Records shown section start
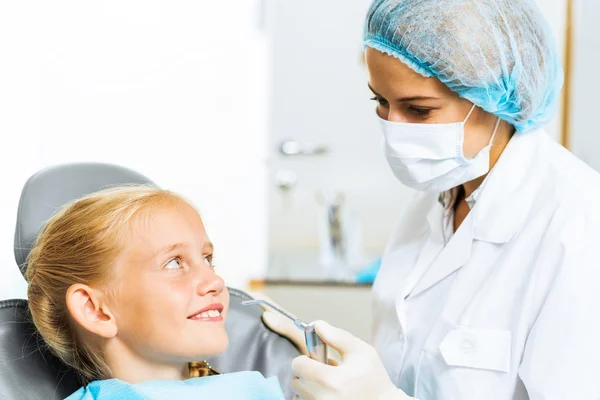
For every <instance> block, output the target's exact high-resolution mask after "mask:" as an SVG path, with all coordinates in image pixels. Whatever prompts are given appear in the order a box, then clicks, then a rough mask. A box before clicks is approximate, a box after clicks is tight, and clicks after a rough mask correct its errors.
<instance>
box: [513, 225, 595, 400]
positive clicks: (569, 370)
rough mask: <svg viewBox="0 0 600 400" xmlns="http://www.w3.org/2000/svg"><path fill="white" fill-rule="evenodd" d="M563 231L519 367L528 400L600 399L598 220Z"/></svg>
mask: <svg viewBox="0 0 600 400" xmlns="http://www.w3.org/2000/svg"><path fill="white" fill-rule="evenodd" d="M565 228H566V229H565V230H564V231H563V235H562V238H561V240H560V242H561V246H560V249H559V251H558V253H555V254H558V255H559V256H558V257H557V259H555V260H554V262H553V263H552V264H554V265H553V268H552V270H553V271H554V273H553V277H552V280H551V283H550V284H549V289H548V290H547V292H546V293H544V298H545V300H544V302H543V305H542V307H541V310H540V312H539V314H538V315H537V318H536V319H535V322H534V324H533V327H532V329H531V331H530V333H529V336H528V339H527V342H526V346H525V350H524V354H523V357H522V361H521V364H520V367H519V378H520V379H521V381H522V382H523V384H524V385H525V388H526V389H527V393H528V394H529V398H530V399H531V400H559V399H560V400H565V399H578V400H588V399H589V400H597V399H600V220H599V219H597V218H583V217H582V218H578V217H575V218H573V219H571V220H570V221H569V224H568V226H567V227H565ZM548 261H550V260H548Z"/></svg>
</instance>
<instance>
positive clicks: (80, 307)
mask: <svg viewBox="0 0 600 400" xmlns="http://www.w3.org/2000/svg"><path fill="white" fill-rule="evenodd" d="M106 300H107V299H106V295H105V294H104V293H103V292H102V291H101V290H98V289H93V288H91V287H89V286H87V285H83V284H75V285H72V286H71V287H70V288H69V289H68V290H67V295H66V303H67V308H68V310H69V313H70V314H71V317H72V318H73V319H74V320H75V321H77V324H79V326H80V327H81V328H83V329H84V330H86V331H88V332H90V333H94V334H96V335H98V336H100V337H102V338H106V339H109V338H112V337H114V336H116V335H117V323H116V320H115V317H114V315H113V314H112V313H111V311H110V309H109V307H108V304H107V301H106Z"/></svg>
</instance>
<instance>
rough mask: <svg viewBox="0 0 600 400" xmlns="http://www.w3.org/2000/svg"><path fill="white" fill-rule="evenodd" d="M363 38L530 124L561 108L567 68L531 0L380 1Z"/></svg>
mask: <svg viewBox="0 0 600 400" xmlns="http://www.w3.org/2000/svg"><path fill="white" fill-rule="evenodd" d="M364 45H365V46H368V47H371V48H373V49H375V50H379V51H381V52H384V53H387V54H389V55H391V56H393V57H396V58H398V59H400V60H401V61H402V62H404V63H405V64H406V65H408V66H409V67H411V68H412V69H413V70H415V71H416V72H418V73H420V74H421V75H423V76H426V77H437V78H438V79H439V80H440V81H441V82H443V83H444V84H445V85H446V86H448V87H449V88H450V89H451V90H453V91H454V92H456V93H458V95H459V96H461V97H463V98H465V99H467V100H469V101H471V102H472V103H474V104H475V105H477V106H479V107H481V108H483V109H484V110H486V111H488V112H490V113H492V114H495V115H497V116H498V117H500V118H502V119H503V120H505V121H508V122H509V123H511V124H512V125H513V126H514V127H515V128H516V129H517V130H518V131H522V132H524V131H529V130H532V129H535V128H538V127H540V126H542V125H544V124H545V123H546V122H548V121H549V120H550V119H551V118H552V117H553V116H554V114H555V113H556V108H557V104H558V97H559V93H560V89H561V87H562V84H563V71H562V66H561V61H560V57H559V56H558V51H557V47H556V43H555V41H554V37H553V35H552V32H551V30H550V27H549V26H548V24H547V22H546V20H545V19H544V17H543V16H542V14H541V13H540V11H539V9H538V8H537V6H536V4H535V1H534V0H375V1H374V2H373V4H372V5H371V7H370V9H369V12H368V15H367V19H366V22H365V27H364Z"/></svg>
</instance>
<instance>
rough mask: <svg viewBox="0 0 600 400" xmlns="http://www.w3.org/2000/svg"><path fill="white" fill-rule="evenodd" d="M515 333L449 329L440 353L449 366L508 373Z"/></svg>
Records shown section end
Pictures are not part of the copy; transcribe the rest of the data verbatim.

For every <instance> block, output the target's exact high-resolution mask after "mask:" as an SVG path, with all coordinates in image pixels. Whatever prompts are given appear in the order a box, then clicks, then a rough mask. A box before clicks is approximate, a box after clicks is tight, and clicks after a rough mask correct its errors.
<instance>
box: [513, 225, 595, 400]
positive clicks: (569, 370)
rough mask: <svg viewBox="0 0 600 400" xmlns="http://www.w3.org/2000/svg"><path fill="white" fill-rule="evenodd" d="M563 231L519 367L528 400L600 399L598 220Z"/></svg>
mask: <svg viewBox="0 0 600 400" xmlns="http://www.w3.org/2000/svg"><path fill="white" fill-rule="evenodd" d="M565 228H566V229H565V230H564V231H563V235H562V238H561V240H560V242H561V246H560V249H559V251H558V253H555V254H558V255H559V256H558V257H557V259H555V260H554V262H553V263H552V264H554V265H553V268H552V270H553V271H554V273H553V277H552V280H551V283H550V284H549V289H548V290H547V292H546V293H544V298H545V300H544V302H543V305H542V307H541V310H540V312H539V314H538V315H537V318H536V319H535V322H534V324H533V327H532V329H531V331H530V333H529V336H528V339H527V342H526V346H525V350H524V354H523V357H522V361H521V364H520V367H519V378H520V379H521V381H522V382H523V384H524V385H525V388H526V389H527V393H528V394H529V398H530V399H531V400H559V399H560V400H565V399H578V400H588V399H589V400H597V399H600V220H599V219H597V218H583V217H582V218H578V217H575V218H573V219H571V220H570V221H569V224H568V226H567V227H565ZM548 261H550V260H548Z"/></svg>
</instance>
<instance>
positive clicks: (80, 307)
mask: <svg viewBox="0 0 600 400" xmlns="http://www.w3.org/2000/svg"><path fill="white" fill-rule="evenodd" d="M106 300H107V299H106V295H105V294H104V293H103V292H102V291H101V290H98V289H93V288H91V287H89V286H87V285H83V284H75V285H72V286H71V287H70V288H69V289H68V290H67V295H66V303H67V308H68V310H69V313H70V314H71V317H72V318H73V319H74V320H75V321H77V324H79V326H80V327H81V328H83V329H84V330H86V331H88V332H90V333H94V334H96V335H98V336H100V337H102V338H106V339H109V338H112V337H114V336H116V335H117V323H116V320H115V317H114V315H113V314H112V313H111V311H110V309H109V307H108V304H107V301H106Z"/></svg>
</instance>
<instance>
rough mask: <svg viewBox="0 0 600 400" xmlns="http://www.w3.org/2000/svg"><path fill="white" fill-rule="evenodd" d="M363 38L530 124L561 108L567 68L531 0L380 1Z"/></svg>
mask: <svg viewBox="0 0 600 400" xmlns="http://www.w3.org/2000/svg"><path fill="white" fill-rule="evenodd" d="M364 45H365V46H368V47H371V48H373V49H375V50H379V51H381V52H384V53H387V54H389V55H391V56H393V57H396V58H398V59H400V60H401V61H402V62H404V63H405V64H406V65H408V66H409V67H411V68H412V69H413V70H415V71H416V72H418V73H420V74H421V75H423V76H426V77H437V78H438V79H439V80H440V81H441V82H443V83H444V84H445V85H446V86H448V87H449V88H450V89H451V90H453V91H454V92H456V93H458V95H459V96H461V97H463V98H465V99H467V100H469V101H471V102H472V103H474V104H475V105H477V106H479V107H481V108H483V109H484V110H486V111H488V112H490V113H492V114H495V115H497V116H498V117H500V118H502V119H503V120H505V121H508V122H509V123H511V124H512V125H513V126H514V127H515V128H516V129H517V130H518V131H522V132H524V131H529V130H532V129H535V128H538V127H540V126H542V125H544V124H545V123H546V122H548V121H549V120H550V119H551V118H552V117H553V116H554V114H555V113H556V108H557V104H558V97H559V93H560V89H561V87H562V84H563V71H562V66H561V61H560V57H559V56H558V51H557V47H556V43H555V41H554V37H553V35H552V32H551V30H550V27H549V26H548V24H547V22H546V20H545V19H544V17H543V16H542V14H541V13H540V11H539V9H538V8H537V6H536V4H535V1H534V0H375V1H374V2H373V4H372V5H371V7H370V9H369V12H368V15H367V19H366V22H365V27H364Z"/></svg>
</instance>
<instance>
rough mask: <svg viewBox="0 0 600 400" xmlns="http://www.w3.org/2000/svg"><path fill="white" fill-rule="evenodd" d="M515 333L449 329L440 353L449 366L508 373Z"/></svg>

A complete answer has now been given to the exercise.